# start of Records
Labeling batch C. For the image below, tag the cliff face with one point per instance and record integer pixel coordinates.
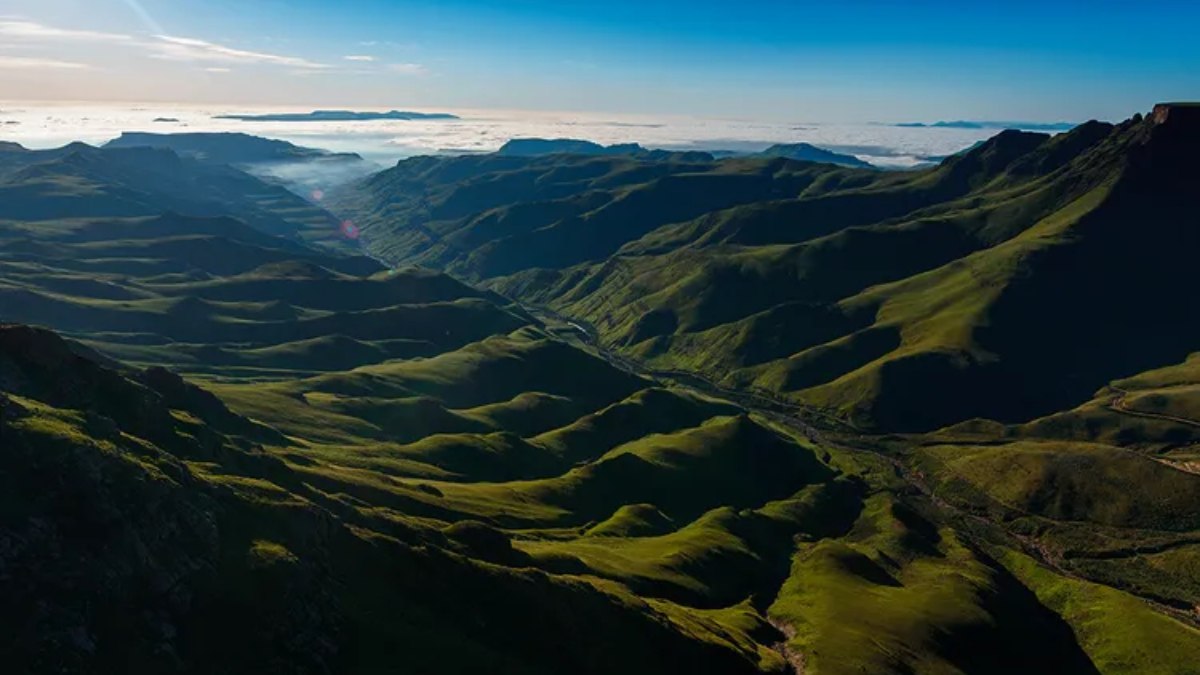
(1177, 113)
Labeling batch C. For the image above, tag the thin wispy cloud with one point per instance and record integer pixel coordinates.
(408, 69)
(29, 63)
(42, 33)
(191, 49)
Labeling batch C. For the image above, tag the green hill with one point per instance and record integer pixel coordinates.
(1011, 281)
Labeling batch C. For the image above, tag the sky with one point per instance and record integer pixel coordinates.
(796, 60)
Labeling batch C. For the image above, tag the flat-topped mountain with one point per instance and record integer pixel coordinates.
(820, 284)
(79, 180)
(537, 147)
(754, 416)
(809, 153)
(228, 148)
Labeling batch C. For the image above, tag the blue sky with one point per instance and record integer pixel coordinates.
(757, 59)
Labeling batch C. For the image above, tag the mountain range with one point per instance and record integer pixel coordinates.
(603, 412)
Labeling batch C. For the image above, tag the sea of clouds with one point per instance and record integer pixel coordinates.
(483, 131)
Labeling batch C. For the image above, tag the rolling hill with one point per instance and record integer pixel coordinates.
(987, 279)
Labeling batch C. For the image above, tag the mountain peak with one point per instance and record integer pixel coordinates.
(1176, 113)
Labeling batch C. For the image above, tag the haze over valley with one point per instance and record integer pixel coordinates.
(426, 378)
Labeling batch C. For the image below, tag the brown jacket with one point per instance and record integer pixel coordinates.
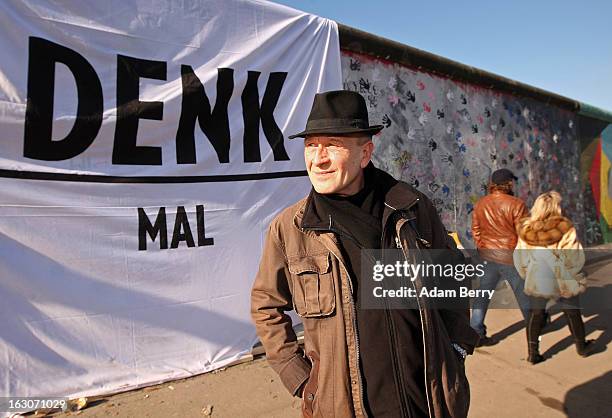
(305, 270)
(494, 223)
# end of Records
Convert all the records above into a Markdown table with the columns Row and Line, giving each line its own numbered row. Leave out blank lines and the pictures.

| Row | Line |
|---|---|
| 1 | Labeling batch C. For the image below, tag the cliff face with one point per instance and record integer pixel coordinates. |
| 2 | (1177, 113) |
| 3 | Labeling batch C. For the image above, tag the thin wispy cloud with one point per instance and record integer pixel coordinates. |
| 4 | (408, 69) |
| 5 | (29, 63) |
| 6 | (42, 33) |
| 7 | (191, 49) |
| 8 | Labeling batch C. For the image above, tag the green hill with one point per instance and record integer pixel coordinates. |
| 9 | (1011, 281) |
| 10 | Labeling batch C. For the image above, tag the sky with one point per instance and record integer pixel coordinates. |
| 11 | (796, 60) |
| 12 | Labeling batch C. For the image above, tag the flat-topped mountain with one point per instance and record integer pixel coordinates. |
| 13 | (820, 284) |
| 14 | (79, 180) |
| 15 | (537, 147) |
| 16 | (754, 416) |
| 17 | (809, 153) |
| 18 | (228, 148) |
| 19 | Labeling batch C. For the image above, tag the blue sky with one point per instance and record integer pixel coordinates. |
| 20 | (757, 59) |
| 21 | Labeling batch C. For the image above, tag the mountain range with one point per instance and record integer pixel coordinates. |
| 22 | (603, 412) |
| 23 | Labeling batch C. For the image above, tag the sea of clouds with one point per instance and record integer pixel coordinates. |
| 24 | (483, 131) |
| 25 | Labeling batch C. For the image above, tag the rolling hill with one point per instance and record integer pixel coordinates. |
| 26 | (987, 279) |
| 27 | Labeling batch C. For the image above, tag the mountain peak with one point per instance and record integer pixel coordinates. |
| 28 | (1176, 113) |
| 29 | Labeling batch C. For the image above, tag the haze over valley with one point per instance and record integer pixel coordinates. |
| 30 | (426, 378) |
| 31 | Labeling batch C. For the image below, tag the brown jacket with one point per instance and record integer pixel coordinates. |
| 32 | (305, 270) |
| 33 | (494, 223) |